• Text passage:
# Is there a dummy manual for solar power?



## Deathdealer (Oct 26, 2013)

I've looked everywhere I have yet to find a dummy manual for setting up solar panels and setting up the components you need to charge batteries! Nor have I found a list of what wattages go with what I really would like some more research on this before I sink money into this prep!


Sent from my iPhone using Survival Forum


----------



## doubleTHICK (Jun 19, 2012)

http://pssurvival.com/PS/Solar/index.htm

May be something in there that could help you; if not, time to hit YouTube


----------



## hiwall (Jun 15, 2012)

look at these posts!

http://www.preparedsociety.com/forum/f16/d-i-y-solar-generator-less-than-208-a-23287/

http://www.preparedsociety.com/forum/f16/d-i-y-solar-generator-less-than-500-a-15496/


----------



## Viking (Mar 16, 2009)

Deathdealer said:


> I've looked everywhere I have yet to find a dummy manual for setting up solar panels and setting up the components you need to charge batteries! Nor have I found a list of what wattages go with what I really would like some more research on this before I sink money into this prep!
> 
> Sent from my iPhone using Survival Forum


You need to figure what are the most important things you want to run on solar, total times that they run, average sun days for your location. Once you have that figured then you will need to look for the wattage on the items you will be using. Post those figures here and one of the many solar users here can certainly figure out something for you or put you on the right track for figuring what you,ll need. If you minimize what you are planing to run on solar it certainly helps as solar projects can get expensive really fast. As an example I have designed a solar standby system that will pass through grid power to two refrigerators, a freezer and a few lights. I may be able to use a washing machine on off operating time for the fridges and freezer as the washer uses about what the two refrigerators pull in total amps.

• Data provided:
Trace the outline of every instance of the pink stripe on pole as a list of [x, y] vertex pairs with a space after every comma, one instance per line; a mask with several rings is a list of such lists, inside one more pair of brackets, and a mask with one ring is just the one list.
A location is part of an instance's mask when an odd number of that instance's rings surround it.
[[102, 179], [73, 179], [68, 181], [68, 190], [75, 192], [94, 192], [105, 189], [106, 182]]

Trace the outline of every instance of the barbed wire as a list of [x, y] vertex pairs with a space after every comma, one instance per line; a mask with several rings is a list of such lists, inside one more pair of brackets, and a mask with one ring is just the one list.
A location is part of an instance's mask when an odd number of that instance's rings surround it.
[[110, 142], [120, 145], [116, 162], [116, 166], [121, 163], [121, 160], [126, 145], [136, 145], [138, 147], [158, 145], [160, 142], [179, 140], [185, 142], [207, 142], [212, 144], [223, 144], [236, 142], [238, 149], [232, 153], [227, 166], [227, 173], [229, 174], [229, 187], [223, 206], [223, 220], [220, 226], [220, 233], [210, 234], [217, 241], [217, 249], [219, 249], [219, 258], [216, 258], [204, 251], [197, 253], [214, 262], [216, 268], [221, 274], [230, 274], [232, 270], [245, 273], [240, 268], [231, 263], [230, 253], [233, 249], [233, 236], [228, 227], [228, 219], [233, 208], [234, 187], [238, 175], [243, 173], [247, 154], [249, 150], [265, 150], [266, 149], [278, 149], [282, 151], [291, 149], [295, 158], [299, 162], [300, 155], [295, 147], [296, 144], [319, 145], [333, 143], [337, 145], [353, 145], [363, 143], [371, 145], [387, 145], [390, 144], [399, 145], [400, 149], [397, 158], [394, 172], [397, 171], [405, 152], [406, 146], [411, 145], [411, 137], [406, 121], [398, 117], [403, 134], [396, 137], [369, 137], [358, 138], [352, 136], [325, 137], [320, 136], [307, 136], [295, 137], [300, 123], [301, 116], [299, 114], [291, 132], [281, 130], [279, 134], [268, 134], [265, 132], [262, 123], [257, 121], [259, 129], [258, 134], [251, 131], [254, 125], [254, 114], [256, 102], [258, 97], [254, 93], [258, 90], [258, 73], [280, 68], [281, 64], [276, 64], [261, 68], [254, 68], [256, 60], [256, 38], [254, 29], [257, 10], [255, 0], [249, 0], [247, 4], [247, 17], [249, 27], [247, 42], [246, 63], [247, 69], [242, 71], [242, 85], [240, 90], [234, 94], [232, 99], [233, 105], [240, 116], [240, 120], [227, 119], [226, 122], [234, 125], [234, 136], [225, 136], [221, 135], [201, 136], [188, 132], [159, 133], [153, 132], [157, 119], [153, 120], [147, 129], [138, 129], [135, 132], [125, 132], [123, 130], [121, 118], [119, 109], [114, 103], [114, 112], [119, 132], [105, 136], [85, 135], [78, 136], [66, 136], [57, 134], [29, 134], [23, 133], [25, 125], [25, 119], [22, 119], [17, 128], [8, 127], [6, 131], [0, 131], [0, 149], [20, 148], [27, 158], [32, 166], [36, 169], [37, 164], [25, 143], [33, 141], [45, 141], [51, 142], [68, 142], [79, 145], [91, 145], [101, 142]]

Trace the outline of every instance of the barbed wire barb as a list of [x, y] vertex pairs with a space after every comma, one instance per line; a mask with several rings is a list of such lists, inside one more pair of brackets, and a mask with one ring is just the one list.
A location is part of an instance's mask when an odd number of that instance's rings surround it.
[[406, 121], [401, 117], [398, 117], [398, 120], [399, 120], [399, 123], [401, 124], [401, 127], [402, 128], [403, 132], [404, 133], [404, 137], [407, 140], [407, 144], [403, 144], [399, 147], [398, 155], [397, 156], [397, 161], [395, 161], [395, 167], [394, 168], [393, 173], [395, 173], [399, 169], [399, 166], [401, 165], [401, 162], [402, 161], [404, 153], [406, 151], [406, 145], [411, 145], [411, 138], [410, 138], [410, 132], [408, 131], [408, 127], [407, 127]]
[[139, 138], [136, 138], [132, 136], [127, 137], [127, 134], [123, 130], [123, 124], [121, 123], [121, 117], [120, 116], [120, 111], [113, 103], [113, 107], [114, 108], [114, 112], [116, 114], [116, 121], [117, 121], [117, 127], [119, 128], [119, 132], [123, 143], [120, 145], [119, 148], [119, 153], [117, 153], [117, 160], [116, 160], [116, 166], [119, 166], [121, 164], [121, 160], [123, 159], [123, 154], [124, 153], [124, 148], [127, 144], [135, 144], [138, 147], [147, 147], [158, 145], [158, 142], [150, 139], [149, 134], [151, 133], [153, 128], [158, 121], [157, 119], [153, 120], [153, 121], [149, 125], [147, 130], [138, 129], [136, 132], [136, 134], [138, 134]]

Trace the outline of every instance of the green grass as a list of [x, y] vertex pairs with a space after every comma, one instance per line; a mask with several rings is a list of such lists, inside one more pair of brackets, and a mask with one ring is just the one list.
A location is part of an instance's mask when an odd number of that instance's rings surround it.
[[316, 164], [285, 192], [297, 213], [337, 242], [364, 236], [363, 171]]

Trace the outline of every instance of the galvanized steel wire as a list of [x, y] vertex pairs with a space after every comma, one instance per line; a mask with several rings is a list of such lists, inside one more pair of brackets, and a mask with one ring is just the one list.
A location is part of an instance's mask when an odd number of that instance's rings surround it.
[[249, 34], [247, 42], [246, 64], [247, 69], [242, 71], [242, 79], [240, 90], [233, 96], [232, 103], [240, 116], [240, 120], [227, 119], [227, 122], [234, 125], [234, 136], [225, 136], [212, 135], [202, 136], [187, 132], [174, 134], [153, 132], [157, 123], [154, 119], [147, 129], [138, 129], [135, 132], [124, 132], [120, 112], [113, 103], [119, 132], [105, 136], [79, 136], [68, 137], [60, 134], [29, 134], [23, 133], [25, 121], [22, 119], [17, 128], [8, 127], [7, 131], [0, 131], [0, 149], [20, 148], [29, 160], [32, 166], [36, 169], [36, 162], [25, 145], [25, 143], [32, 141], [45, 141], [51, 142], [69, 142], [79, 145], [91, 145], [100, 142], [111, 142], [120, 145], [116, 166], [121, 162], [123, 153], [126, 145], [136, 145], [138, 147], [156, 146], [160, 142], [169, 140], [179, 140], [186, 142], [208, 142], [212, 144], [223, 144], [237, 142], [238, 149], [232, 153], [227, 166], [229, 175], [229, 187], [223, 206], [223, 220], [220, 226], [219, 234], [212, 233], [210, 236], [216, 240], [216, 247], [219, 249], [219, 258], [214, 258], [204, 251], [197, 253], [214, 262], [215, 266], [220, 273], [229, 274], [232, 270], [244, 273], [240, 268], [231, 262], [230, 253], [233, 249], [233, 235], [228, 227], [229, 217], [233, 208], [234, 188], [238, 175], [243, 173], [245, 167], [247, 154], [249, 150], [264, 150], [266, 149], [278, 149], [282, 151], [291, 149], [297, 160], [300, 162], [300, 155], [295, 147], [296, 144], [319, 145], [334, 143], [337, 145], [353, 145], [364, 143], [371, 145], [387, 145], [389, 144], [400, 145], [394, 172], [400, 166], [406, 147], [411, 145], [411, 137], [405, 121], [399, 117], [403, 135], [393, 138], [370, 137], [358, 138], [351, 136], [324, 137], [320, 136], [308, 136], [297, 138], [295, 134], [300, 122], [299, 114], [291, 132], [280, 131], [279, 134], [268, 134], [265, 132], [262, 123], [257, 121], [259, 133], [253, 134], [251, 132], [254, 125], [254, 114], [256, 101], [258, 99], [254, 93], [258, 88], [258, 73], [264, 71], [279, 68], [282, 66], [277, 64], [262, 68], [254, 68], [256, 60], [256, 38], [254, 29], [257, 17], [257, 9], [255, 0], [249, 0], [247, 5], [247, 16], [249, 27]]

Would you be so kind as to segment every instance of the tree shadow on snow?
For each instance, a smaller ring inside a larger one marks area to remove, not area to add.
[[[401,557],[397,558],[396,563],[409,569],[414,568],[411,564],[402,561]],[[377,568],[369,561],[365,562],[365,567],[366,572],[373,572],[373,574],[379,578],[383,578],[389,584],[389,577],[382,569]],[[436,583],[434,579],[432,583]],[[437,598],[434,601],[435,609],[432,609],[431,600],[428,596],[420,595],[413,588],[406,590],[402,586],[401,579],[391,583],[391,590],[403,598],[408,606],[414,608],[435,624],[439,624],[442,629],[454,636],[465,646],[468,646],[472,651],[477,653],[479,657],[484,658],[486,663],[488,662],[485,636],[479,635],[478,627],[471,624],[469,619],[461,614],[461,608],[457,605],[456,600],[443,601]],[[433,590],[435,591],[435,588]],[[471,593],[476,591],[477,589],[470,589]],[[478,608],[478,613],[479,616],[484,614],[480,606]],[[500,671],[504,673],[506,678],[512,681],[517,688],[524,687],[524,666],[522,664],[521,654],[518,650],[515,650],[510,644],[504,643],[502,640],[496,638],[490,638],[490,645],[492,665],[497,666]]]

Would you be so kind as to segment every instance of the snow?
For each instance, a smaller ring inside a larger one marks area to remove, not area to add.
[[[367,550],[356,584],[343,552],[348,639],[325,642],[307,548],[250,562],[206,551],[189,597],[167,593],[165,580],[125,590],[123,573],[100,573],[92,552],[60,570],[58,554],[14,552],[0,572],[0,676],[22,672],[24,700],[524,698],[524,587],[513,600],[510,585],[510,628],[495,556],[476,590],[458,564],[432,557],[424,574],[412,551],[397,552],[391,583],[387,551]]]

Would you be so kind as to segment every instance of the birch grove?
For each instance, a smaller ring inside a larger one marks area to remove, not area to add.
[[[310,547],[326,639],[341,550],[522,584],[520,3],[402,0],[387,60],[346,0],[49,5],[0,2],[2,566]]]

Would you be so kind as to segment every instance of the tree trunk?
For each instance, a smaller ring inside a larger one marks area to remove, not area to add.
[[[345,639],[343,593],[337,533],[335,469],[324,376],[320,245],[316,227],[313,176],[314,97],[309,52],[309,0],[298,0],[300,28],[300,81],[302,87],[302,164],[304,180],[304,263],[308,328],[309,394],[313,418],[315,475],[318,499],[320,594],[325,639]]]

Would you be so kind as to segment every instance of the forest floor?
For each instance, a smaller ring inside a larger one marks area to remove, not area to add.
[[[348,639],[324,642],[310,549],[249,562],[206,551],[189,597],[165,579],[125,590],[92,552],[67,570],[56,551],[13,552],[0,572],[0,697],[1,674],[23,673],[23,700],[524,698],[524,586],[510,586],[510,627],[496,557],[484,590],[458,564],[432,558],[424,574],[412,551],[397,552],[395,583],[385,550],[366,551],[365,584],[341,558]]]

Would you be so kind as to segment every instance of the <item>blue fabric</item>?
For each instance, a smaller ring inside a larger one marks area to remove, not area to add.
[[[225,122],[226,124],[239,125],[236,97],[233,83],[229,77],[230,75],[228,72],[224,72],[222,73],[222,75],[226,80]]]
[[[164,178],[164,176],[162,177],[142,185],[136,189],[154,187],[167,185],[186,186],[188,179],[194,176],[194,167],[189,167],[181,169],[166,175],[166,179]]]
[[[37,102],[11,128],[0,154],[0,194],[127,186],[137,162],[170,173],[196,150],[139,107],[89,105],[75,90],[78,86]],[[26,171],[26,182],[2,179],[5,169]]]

• Work to do:
1 - Reproduce the records word for word, starting at their first line and ending at the line containing "189], [106, 182]]", with both ends included.
2 - Continue the forum thread about finding a beginner's manual for solar power from where it stops.

• The responses:
1 -
Trace the outline of every instance of the pink stripe on pole as a list of [x, y] vertex pairs with a space after every comma, one instance per line; a mask with several rings is a list of such lists, inside one more pair of brackets, and a mask with one ring is just the one list.
A location is part of an instance's mask when an odd number of that instance's rings surround it.
[[102, 179], [73, 179], [68, 181], [68, 190], [75, 192], [94, 192], [105, 189], [106, 182]]

2 -
----------



## cowboyhermit (Nov 10, 2012)

Lots of good info posted so far



Deathdealer said:


> and setting up the components you need to charge batteries!


Aside from the panels themselves there is only 1 component, the charge controller, that is required to charge the batteries (and even that can be skipped in some situations, though it is usually not worth it).

Solar panels are incredibly simple devices to work with, you simply have a positive and a negative low voltage DC wire or terminal, like in a vehicle. Wires from your panels go to the charge controller.

The charge controller is generally a very straightforward device as well, though there is a range from incredibly simple to lots of options. They come with instructions. They all should have clearly labeled "Solar" or "input" terminals, clearly labeled "battery" terminals, and sometimes "load" terminals (power to these terminals will be disconnected when the battery voltage drops below a predetermined level).

It really is that simple to put this stuff together; wires from panels to controller, from controller to batteries. From batteries or LVD(low voltage disconnect) on charge controller to whatever load you have.

Other than some basic tools like a screwdriver and possibly a wire stripper/crimper the only essential (imo) tool someone might not have is a multimeter but you can pick one up for a few bucks these days.


----------



## squerly (Aug 17, 2012)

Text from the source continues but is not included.